## DOCUMENT SEGMENT

+++

Last week I was out with the boys, and we had an event that proved to be my emotional undoing. We were, once again, at the local thrift store to search out free books between school and therapy. The boys rushed to the toy and book section. This is also always feeding time for Pip. After assuring him that he would get to look at books, too, in just a minute, I lifted his shirt to connect his tube to his pump. However, upon lifting his shirt, what I saw instead of his button, was simply a puckered hole in his abdomen where his button should have been. Feelings of panic filled me so quickly that instinct took over.
These two pictures show what I should have seen upon lifting Pip's shirt--both without (above), and with (below) the dressing.

+++

## EXCERPTED DATA
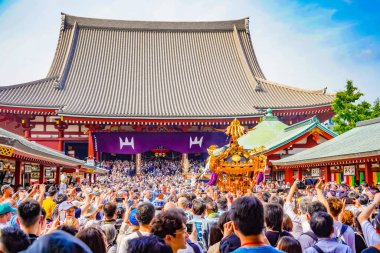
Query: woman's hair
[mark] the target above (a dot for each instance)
(347, 217)
(148, 244)
(94, 238)
(287, 223)
(289, 244)
(215, 234)
(335, 206)
(357, 225)
(110, 232)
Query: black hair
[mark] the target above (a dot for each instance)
(120, 211)
(95, 239)
(145, 213)
(212, 207)
(316, 206)
(215, 234)
(363, 199)
(265, 196)
(148, 244)
(14, 239)
(242, 212)
(274, 215)
(198, 206)
(167, 222)
(29, 212)
(322, 224)
(222, 202)
(223, 219)
(69, 229)
(289, 244)
(276, 200)
(109, 210)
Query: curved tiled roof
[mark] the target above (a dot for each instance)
(358, 142)
(138, 69)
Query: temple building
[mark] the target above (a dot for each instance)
(351, 157)
(280, 140)
(133, 82)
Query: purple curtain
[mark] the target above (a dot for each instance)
(134, 143)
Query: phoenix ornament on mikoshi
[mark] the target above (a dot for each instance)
(234, 168)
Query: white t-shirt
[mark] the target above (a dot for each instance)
(370, 235)
(124, 243)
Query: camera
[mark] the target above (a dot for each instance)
(189, 228)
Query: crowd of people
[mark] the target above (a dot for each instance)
(168, 213)
(155, 166)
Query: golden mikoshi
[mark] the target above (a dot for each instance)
(236, 168)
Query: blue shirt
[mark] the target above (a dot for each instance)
(264, 249)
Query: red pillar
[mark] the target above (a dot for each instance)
(368, 173)
(327, 174)
(299, 174)
(90, 146)
(57, 175)
(289, 175)
(42, 171)
(18, 173)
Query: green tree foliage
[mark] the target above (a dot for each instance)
(348, 110)
(376, 109)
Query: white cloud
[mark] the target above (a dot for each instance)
(295, 45)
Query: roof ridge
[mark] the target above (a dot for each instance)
(368, 122)
(69, 20)
(319, 92)
(28, 83)
(68, 58)
(312, 120)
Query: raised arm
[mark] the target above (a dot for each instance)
(292, 191)
(369, 209)
(321, 198)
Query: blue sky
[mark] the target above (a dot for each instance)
(302, 43)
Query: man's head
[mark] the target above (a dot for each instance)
(6, 211)
(304, 203)
(198, 207)
(145, 213)
(171, 226)
(335, 206)
(52, 191)
(322, 224)
(273, 215)
(29, 213)
(183, 203)
(247, 214)
(109, 210)
(6, 190)
(13, 239)
(211, 207)
(265, 196)
(68, 207)
(222, 203)
(148, 244)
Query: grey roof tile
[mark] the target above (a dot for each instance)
(139, 69)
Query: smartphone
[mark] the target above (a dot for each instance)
(62, 216)
(189, 228)
(119, 199)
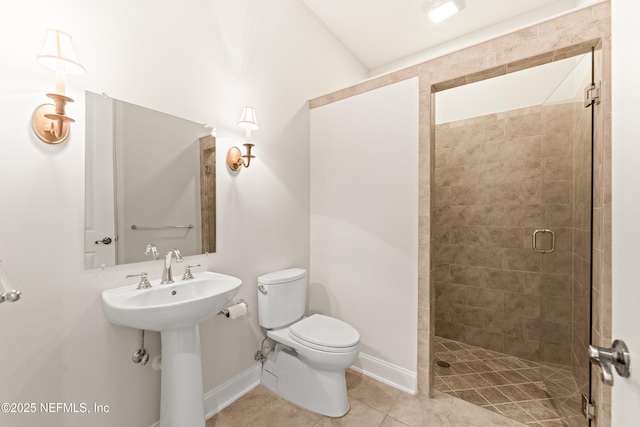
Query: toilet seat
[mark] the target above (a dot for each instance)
(325, 333)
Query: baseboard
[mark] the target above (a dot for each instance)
(228, 392)
(385, 372)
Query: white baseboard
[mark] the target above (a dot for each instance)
(385, 372)
(228, 392)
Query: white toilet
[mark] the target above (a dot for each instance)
(307, 366)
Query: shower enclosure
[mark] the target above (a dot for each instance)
(512, 243)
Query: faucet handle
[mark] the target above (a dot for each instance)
(144, 282)
(152, 250)
(187, 272)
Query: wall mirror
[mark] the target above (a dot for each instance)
(150, 179)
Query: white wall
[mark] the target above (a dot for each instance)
(202, 60)
(364, 224)
(625, 157)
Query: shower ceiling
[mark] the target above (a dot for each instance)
(380, 32)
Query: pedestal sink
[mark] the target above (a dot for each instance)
(175, 310)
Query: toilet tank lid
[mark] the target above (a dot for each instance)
(282, 276)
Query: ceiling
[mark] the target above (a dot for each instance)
(381, 33)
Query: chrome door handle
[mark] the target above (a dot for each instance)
(616, 356)
(534, 241)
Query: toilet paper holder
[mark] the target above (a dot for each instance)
(225, 311)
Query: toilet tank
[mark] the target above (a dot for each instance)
(282, 297)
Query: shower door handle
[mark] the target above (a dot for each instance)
(534, 241)
(608, 358)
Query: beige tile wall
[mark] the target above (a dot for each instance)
(564, 36)
(497, 179)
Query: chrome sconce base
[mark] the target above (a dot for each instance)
(49, 122)
(235, 158)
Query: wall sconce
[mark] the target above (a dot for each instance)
(49, 121)
(248, 122)
(439, 10)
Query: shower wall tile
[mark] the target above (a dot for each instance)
(514, 183)
(562, 37)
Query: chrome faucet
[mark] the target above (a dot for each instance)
(152, 250)
(167, 277)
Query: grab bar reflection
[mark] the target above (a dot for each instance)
(162, 227)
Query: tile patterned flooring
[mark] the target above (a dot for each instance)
(535, 394)
(481, 389)
(373, 404)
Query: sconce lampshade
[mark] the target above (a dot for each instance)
(248, 121)
(58, 51)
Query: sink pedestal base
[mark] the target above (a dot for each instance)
(181, 396)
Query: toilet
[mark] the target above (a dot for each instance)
(307, 366)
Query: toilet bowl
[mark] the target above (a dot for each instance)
(307, 366)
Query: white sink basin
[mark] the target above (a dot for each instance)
(175, 310)
(171, 306)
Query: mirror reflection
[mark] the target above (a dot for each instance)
(150, 179)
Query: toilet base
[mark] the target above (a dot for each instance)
(317, 390)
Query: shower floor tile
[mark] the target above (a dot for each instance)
(532, 393)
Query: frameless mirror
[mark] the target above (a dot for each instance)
(150, 179)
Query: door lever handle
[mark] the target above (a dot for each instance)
(608, 358)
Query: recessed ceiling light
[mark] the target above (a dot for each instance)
(439, 10)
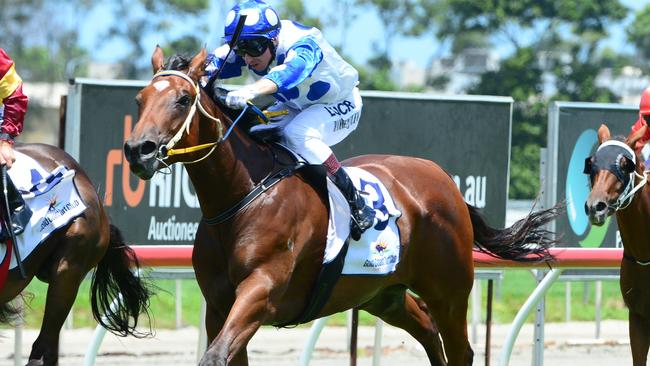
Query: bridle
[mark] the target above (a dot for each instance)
(629, 190)
(167, 150)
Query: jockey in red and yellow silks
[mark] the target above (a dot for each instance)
(13, 109)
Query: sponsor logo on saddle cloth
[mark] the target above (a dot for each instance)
(377, 253)
(52, 197)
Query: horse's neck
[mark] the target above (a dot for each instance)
(634, 225)
(230, 172)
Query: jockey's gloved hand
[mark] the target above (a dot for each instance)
(237, 98)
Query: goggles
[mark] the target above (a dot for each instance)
(252, 47)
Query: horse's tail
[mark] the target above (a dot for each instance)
(525, 241)
(113, 281)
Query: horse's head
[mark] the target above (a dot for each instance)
(167, 109)
(611, 171)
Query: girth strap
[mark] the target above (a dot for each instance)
(262, 187)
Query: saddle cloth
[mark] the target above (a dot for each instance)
(378, 250)
(52, 197)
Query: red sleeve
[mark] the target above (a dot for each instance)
(12, 97)
(14, 113)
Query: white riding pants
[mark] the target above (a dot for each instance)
(312, 131)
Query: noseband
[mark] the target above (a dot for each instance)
(167, 150)
(609, 156)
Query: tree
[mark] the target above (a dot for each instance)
(638, 32)
(567, 33)
(142, 18)
(395, 18)
(51, 51)
(295, 10)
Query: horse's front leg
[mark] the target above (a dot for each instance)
(251, 308)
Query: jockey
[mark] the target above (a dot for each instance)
(309, 80)
(644, 118)
(12, 115)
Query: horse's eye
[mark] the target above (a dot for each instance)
(183, 101)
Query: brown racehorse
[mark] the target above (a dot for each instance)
(64, 259)
(259, 266)
(610, 171)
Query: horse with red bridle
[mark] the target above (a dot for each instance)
(259, 262)
(618, 186)
(66, 256)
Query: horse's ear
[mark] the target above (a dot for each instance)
(603, 134)
(635, 136)
(197, 66)
(157, 59)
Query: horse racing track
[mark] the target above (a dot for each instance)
(566, 344)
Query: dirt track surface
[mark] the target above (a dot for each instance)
(566, 344)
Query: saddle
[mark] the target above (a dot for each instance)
(19, 212)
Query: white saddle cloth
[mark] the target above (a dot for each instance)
(52, 197)
(378, 250)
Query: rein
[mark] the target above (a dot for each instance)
(627, 195)
(167, 150)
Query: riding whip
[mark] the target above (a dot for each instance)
(233, 42)
(9, 225)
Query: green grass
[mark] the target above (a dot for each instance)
(515, 287)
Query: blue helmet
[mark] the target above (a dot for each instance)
(261, 20)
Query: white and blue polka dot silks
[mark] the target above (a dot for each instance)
(306, 69)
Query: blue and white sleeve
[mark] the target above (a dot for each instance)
(233, 65)
(302, 59)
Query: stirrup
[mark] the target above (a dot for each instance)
(268, 134)
(362, 218)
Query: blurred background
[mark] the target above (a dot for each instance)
(535, 51)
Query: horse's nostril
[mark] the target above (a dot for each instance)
(147, 148)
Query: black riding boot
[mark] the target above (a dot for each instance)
(20, 212)
(362, 215)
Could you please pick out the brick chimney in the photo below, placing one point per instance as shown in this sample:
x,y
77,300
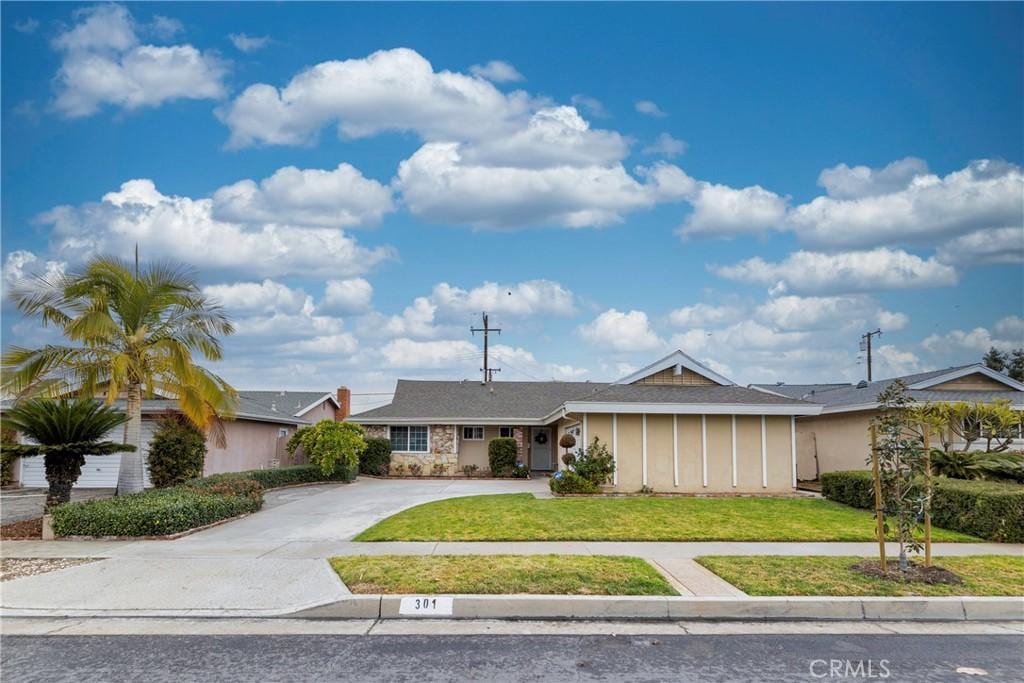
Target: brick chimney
x,y
344,402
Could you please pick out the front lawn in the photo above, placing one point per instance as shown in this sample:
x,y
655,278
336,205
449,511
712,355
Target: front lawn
x,y
982,574
522,517
542,574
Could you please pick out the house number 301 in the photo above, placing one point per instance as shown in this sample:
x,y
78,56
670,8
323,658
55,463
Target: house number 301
x,y
426,606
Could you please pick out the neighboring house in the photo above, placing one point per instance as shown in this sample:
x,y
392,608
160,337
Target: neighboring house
x,y
254,439
838,438
675,426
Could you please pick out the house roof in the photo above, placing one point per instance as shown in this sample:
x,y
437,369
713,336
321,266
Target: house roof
x,y
540,401
847,397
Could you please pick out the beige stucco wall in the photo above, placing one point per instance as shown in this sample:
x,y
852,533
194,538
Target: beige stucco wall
x,y
841,442
660,471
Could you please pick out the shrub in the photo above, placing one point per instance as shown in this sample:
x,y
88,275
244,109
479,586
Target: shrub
x,y
502,456
377,458
159,512
990,510
567,481
176,453
330,444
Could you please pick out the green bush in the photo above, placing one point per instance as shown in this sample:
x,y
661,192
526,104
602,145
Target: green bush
x,y
161,511
502,454
377,458
567,481
176,453
989,510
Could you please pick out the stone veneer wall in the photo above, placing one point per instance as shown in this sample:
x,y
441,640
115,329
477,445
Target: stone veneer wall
x,y
441,452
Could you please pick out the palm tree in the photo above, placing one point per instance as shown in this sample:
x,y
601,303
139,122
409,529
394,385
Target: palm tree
x,y
65,433
130,332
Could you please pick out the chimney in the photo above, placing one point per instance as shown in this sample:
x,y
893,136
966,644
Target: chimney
x,y
344,403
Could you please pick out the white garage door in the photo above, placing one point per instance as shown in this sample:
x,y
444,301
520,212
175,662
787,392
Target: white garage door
x,y
98,471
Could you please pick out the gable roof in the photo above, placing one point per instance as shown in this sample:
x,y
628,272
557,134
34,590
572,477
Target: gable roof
x,y
677,357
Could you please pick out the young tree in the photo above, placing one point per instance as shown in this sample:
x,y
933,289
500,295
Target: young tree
x,y
65,433
900,457
130,332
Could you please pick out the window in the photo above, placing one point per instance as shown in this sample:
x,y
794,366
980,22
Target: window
x,y
410,439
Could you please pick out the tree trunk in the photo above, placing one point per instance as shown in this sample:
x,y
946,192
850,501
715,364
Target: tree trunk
x,y
130,473
61,473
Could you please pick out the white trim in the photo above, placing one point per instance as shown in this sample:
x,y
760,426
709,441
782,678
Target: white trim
x,y
643,447
677,357
977,369
675,450
614,447
694,409
764,452
704,450
793,447
733,451
316,402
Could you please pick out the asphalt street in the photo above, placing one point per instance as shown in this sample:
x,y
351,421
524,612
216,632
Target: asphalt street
x,y
487,657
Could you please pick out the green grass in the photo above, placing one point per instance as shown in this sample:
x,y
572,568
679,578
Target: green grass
x,y
522,517
543,574
982,574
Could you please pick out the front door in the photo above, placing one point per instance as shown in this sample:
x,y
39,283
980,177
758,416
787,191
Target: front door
x,y
541,450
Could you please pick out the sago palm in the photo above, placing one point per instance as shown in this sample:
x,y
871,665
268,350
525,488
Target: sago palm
x,y
65,432
131,332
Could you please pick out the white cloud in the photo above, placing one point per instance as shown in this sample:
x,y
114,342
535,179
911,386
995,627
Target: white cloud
x,y
341,198
997,245
844,182
267,296
247,43
532,297
701,314
390,90
497,71
815,272
591,105
666,145
347,295
184,228
103,63
625,332
648,108
724,211
984,195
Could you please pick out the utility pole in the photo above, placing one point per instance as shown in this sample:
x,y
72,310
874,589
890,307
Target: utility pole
x,y
487,372
865,345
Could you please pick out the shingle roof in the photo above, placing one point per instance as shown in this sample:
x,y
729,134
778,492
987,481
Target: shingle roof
x,y
536,400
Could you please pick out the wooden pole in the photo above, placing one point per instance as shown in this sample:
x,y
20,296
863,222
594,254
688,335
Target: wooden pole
x,y
879,519
928,498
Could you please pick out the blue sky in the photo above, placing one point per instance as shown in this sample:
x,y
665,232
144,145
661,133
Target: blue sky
x,y
758,184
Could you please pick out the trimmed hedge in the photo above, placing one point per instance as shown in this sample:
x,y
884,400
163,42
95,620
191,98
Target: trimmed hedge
x,y
990,510
376,459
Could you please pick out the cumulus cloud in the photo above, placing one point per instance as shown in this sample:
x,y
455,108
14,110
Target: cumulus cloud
x,y
997,245
247,43
666,145
103,63
623,332
340,198
497,71
984,195
349,295
815,272
390,90
648,108
184,228
723,211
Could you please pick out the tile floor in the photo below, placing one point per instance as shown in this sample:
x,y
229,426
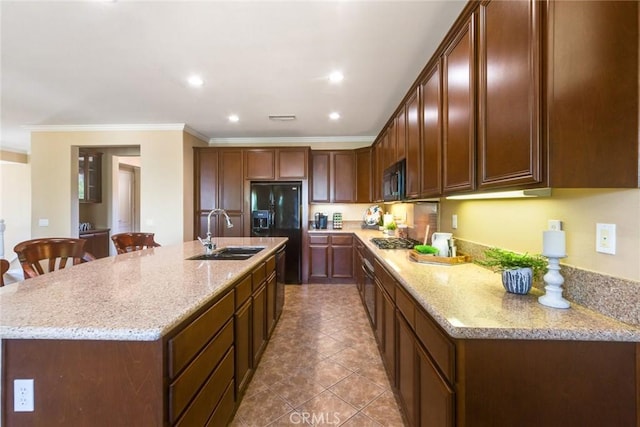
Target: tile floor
x,y
321,366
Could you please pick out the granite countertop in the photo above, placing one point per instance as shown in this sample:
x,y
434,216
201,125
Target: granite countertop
x,y
469,301
138,296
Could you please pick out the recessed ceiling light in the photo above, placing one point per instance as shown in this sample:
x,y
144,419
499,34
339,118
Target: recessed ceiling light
x,y
336,77
196,81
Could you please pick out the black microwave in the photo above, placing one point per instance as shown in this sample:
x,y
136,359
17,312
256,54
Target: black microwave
x,y
393,182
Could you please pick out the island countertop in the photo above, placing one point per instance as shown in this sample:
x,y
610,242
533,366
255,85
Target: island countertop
x,y
138,296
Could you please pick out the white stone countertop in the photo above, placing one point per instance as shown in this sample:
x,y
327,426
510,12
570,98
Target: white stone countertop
x,y
469,301
138,296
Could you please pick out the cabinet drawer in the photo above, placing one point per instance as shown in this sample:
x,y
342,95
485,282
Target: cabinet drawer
x,y
211,393
243,291
385,279
191,379
271,264
441,349
405,304
184,346
258,275
318,239
342,239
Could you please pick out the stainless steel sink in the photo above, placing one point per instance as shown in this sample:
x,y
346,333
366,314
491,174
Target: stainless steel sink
x,y
230,253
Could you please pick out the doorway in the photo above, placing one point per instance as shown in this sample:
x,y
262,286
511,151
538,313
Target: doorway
x,y
126,198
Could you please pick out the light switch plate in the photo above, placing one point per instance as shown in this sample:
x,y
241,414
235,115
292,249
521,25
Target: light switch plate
x,y
606,238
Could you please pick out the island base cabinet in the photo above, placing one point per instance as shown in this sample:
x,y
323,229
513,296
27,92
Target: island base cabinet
x,y
85,383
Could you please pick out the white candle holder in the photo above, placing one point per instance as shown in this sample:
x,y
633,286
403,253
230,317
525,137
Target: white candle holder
x,y
554,280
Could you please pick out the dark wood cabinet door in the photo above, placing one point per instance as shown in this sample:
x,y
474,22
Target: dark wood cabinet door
x,y
379,313
242,343
319,262
377,158
401,134
344,177
407,369
206,179
389,326
292,163
231,181
413,151
320,176
431,156
509,142
341,257
458,111
260,163
258,320
271,304
435,398
363,175
593,94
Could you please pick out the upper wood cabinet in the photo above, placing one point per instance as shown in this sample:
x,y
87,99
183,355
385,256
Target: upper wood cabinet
x,y
592,91
278,164
89,177
260,163
333,177
412,144
431,171
364,173
458,110
509,143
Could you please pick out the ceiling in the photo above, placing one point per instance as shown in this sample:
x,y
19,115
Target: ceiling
x,y
127,63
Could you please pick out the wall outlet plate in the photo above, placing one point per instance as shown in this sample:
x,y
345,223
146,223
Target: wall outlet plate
x,y
606,238
23,395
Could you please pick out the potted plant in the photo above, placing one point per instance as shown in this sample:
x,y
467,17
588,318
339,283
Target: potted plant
x,y
390,228
518,270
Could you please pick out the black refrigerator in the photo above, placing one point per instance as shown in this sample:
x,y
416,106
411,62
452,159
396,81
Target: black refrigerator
x,y
276,212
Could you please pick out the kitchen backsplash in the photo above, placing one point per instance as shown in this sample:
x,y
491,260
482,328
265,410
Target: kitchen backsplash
x,y
611,296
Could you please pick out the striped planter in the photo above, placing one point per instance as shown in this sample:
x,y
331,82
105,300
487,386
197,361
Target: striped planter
x,y
518,281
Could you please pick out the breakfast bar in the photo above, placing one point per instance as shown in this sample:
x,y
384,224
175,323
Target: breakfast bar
x,y
145,338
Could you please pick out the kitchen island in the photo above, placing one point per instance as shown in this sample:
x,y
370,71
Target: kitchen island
x,y
146,338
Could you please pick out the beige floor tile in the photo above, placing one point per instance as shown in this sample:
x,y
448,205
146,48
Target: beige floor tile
x,y
357,390
262,408
384,410
361,420
327,409
321,366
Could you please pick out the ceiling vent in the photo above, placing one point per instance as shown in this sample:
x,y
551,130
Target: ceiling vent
x,y
282,117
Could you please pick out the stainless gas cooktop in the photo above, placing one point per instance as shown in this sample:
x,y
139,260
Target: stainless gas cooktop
x,y
394,243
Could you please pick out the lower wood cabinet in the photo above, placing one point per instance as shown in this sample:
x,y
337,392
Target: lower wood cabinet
x,y
195,375
443,381
331,258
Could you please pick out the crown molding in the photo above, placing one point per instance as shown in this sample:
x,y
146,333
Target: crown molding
x,y
102,128
294,140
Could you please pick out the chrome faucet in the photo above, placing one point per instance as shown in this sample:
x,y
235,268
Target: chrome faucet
x,y
210,246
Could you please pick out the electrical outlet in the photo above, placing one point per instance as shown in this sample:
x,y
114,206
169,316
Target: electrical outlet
x,y
606,238
555,224
23,395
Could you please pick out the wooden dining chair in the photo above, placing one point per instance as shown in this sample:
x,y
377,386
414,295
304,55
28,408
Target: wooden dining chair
x,y
4,267
129,242
56,251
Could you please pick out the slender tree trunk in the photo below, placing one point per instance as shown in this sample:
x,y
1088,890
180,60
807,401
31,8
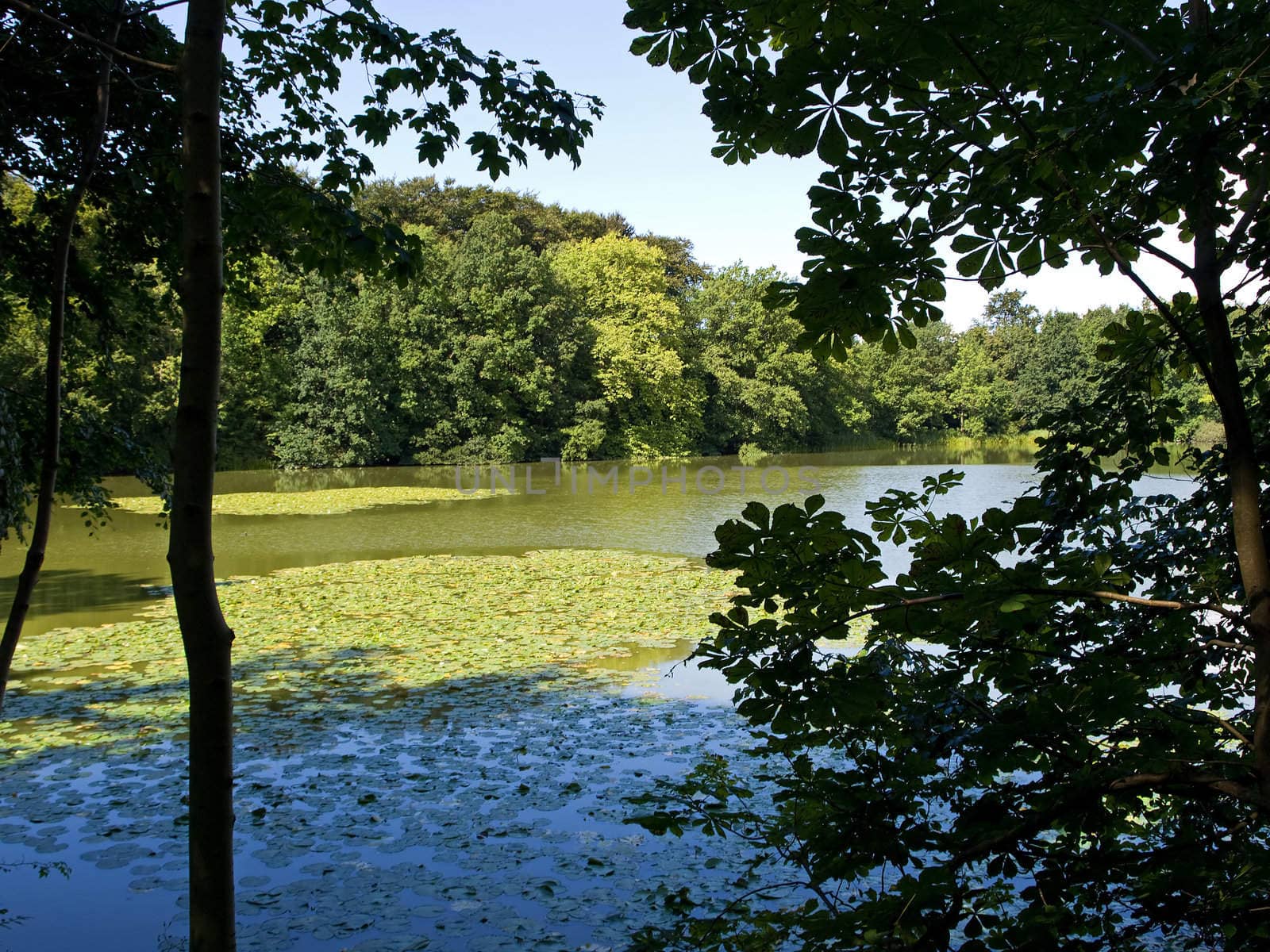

+++

## WHAT YOU SHOULD DO
Can you transcribe the part of the thrift store account between "Last week I" and "(below) the dressing.", inclusive?

## ANSWER TO THIS PROBLEM
Last week I was out with the boys, and we had an event that proved to be my emotional undoing. We were, once again, at the local thrift store to search out free books between school and therapy. The boys rushed to the toy and book section. This is also always feeding time for Pip. After assuring him that he would get to look at books, too, in just a minute, I lifted his shirt to connect his tube to his pump. However, upon lifting his shirt, what I saw instead of his button, was simply a puckered hole in his abdomen where his button should have been. Feelings of panic filled me so quickly that instinct took over.
These two pictures show what I should have seen upon lifting Pip's shirt--both without (above), and with (below) the dressing.